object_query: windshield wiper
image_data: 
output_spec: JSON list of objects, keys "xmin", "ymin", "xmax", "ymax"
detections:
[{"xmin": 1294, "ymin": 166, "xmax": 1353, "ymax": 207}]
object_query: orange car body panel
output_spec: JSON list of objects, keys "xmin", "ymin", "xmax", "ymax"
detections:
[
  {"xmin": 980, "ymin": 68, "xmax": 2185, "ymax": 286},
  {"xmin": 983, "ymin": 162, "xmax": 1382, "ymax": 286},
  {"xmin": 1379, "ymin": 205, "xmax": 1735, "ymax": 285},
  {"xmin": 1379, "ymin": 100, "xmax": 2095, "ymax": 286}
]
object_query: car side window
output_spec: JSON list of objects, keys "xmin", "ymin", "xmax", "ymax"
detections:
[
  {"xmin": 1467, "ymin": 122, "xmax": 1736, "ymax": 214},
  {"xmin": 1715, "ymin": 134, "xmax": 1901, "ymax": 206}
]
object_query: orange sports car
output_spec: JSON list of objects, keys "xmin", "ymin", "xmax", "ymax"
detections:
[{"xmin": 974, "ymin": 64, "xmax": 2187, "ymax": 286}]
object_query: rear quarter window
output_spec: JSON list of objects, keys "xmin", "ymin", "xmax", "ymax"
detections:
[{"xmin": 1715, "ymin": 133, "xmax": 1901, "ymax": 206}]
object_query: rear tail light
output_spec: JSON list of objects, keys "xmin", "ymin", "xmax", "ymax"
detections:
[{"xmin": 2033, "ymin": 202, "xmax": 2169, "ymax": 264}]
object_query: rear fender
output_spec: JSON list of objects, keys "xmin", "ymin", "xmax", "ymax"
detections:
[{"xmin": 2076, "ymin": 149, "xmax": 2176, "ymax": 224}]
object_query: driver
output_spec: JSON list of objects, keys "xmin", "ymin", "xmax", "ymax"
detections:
====
The answer should consist of all the lines above, retyped exactly.

* EXPECTED OUTPUT
object_query: windshield wiper
image_data: 
output_spec: JSON list of objects, keys "xmin", "ymin", "xmax", "ymax"
detections:
[{"xmin": 1294, "ymin": 166, "xmax": 1353, "ymax": 207}]
object_query: orange car body panel
output_spec: JSON list of objects, keys "xmin", "ymin", "xmax", "ymax"
detections:
[
  {"xmin": 980, "ymin": 68, "xmax": 2185, "ymax": 286},
  {"xmin": 983, "ymin": 162, "xmax": 1382, "ymax": 286},
  {"xmin": 1379, "ymin": 205, "xmax": 1735, "ymax": 285},
  {"xmin": 1379, "ymin": 100, "xmax": 2095, "ymax": 286}
]
object_query: car side window
output_spec: JSON list of objects, keys "xmin", "ymin", "xmax", "ymax"
detections:
[
  {"xmin": 1467, "ymin": 122, "xmax": 1736, "ymax": 214},
  {"xmin": 1715, "ymin": 134, "xmax": 1901, "ymax": 206}
]
object_query: orange sports car
output_spec: JSON list of objects, keys "xmin", "ymin", "xmax", "ymax"
detections:
[{"xmin": 974, "ymin": 64, "xmax": 2187, "ymax": 286}]
object_query: rear quarter window
output_spec: JSON list of objects, keys "xmin", "ymin", "xmax", "ymax"
detections:
[{"xmin": 1715, "ymin": 133, "xmax": 1901, "ymax": 206}]
object_query: rear tail light
output_spec: JSON list of objects, keys "xmin", "ymin", "xmax", "ymax"
detections:
[{"xmin": 2033, "ymin": 202, "xmax": 2169, "ymax": 264}]
object_query: rear fender
output_spec: JSON list of objects, keys "xmin", "ymin", "xmax", "ymax"
detections:
[{"xmin": 2076, "ymin": 149, "xmax": 2176, "ymax": 224}]
object_query: driver
output_spec: JSON list of objects, keys "xmin", "ymin", "xmax", "ymax"
detections:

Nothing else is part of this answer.